[Opening Text excerpt section]

Understanding the Basics of DC-DC Conversion

Mark Patrick, Mouser Electronics


With the advent of distributed power, DC-DC conversion is more important than ever. This article looks at some of the options available for designers

Figure 1: DC-DC converters can be isolated or non-isolated

When Allesandro Volta made a battery out of copper and zinc disks and brine-soaked cardboard, it was a novelty and the low power DC produced had few practical applications. As electricity became better understood and it was discovered that rotating magnets could induce AC current in wires, the world of power generation opened up. AC was fine for lighting, heating and driving motors and, using transformers, its voltage could be raised and lowered.

DC began to have uses though; unlike with AC, charge could be stored in batteries or capacitors, powering the first telephones for example, before newer designs took power from the line itself. If you wanted a particular DC voltage, you put cells in series. If you did want high power DC, different voltages could be produced using a DC motor-generator set with mechanical gearing in between.

[Closing Text excerpt section]
[Opening Exercise data section]

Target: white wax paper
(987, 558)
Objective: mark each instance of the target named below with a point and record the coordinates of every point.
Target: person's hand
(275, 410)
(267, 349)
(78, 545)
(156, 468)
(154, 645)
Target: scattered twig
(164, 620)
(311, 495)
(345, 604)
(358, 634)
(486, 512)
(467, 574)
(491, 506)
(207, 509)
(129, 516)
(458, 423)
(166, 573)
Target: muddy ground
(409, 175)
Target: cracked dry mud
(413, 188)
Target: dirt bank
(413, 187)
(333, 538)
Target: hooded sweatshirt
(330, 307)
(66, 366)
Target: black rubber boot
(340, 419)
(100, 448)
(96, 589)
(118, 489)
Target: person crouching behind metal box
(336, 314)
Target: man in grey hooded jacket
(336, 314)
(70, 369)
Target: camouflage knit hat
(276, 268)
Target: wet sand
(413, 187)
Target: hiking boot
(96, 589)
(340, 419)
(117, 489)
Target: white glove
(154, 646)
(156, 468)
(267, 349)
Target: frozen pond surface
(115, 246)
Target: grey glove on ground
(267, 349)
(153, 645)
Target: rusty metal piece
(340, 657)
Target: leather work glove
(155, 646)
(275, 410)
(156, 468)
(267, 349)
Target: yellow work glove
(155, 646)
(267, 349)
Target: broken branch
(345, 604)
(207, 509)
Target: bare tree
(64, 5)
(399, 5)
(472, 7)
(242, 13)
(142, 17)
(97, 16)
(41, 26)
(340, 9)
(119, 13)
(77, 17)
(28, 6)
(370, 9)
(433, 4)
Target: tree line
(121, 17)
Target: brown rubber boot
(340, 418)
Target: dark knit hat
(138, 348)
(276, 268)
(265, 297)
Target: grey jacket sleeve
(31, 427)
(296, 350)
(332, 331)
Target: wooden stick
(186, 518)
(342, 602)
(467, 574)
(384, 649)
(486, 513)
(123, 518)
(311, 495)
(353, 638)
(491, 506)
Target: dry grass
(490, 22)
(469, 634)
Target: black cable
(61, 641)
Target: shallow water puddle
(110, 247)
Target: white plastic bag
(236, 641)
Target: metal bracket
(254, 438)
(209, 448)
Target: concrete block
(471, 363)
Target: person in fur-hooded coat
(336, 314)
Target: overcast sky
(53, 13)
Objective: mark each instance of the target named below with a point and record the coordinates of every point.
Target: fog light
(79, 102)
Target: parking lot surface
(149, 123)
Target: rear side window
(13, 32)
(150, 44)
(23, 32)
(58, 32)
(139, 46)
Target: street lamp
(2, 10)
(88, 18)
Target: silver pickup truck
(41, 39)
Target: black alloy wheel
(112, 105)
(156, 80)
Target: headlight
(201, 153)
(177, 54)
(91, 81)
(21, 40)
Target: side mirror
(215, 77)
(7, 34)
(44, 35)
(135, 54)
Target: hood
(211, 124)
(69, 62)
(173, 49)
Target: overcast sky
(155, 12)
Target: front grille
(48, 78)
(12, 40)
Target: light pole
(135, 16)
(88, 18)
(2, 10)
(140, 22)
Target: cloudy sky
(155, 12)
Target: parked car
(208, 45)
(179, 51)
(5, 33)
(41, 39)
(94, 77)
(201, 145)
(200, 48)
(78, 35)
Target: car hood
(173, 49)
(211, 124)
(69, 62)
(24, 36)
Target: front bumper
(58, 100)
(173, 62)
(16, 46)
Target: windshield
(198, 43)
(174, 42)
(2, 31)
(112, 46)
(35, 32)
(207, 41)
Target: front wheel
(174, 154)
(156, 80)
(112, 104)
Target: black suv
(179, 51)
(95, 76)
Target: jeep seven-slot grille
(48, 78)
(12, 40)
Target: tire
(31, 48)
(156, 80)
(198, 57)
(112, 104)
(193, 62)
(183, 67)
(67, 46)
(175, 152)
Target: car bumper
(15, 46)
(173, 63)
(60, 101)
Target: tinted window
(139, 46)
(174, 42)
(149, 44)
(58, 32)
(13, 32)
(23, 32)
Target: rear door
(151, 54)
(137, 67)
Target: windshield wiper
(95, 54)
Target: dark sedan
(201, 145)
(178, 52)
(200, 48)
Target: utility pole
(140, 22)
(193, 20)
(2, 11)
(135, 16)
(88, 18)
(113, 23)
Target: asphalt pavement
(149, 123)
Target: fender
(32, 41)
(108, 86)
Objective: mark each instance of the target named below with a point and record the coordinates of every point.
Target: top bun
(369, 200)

[Closing Exercise data section]
[Opening Exercise data section]

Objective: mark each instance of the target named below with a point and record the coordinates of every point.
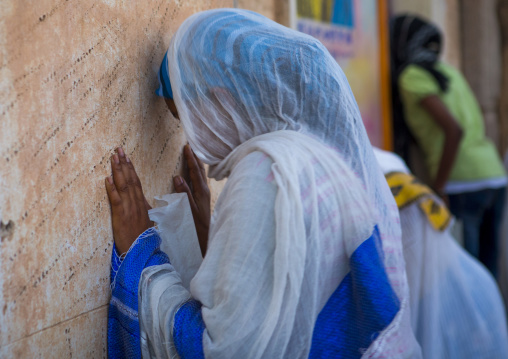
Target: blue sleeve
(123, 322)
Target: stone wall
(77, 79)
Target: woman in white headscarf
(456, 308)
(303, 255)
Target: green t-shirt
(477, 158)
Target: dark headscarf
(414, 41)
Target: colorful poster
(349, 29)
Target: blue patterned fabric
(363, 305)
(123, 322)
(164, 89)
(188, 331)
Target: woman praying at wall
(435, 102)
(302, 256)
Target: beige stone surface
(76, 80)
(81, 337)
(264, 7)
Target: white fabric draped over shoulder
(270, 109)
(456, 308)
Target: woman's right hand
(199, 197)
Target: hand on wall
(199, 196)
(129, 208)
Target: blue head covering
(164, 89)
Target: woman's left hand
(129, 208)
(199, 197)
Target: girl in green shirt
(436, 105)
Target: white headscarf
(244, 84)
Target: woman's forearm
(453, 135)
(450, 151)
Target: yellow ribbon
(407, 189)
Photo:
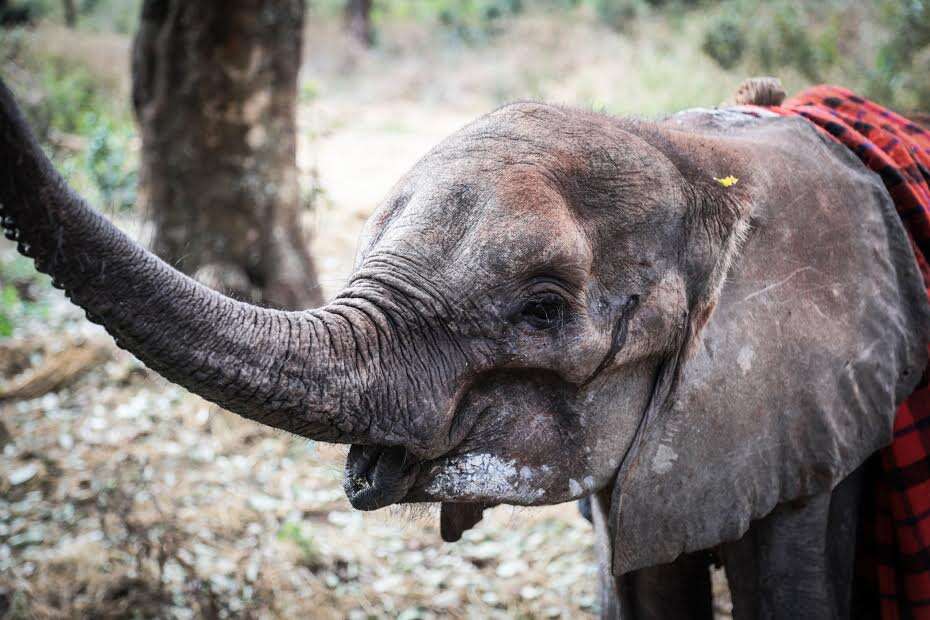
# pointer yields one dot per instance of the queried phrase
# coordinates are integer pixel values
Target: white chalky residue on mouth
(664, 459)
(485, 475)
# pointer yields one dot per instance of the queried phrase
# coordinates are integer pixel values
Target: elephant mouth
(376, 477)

[Closing Exercise data section]

:: To do ::
**A)** Copy the DC-DC conversion article word for word, starting with "DC began to" and going on through "gearing in between.".
**B)** According to the DC-DC conversion article, how could you get a particular DC voltage?
**C)** List all the uses of AC that the DC-DC conversion article names.

:: Solved problems ::
**A)**
DC began to have uses though; unlike with AC, charge could be stored in batteries or capacitors, powering the first telephones for example, before newer designs took power from the line itself. If you wanted a particular DC voltage, you put cells in series. If you did want high power DC, different voltages could be produced using a DC motor-generator set with mechanical gearing in between.

**B)** You put cells in series.

**C)**
- lighting
- heating
- driving motors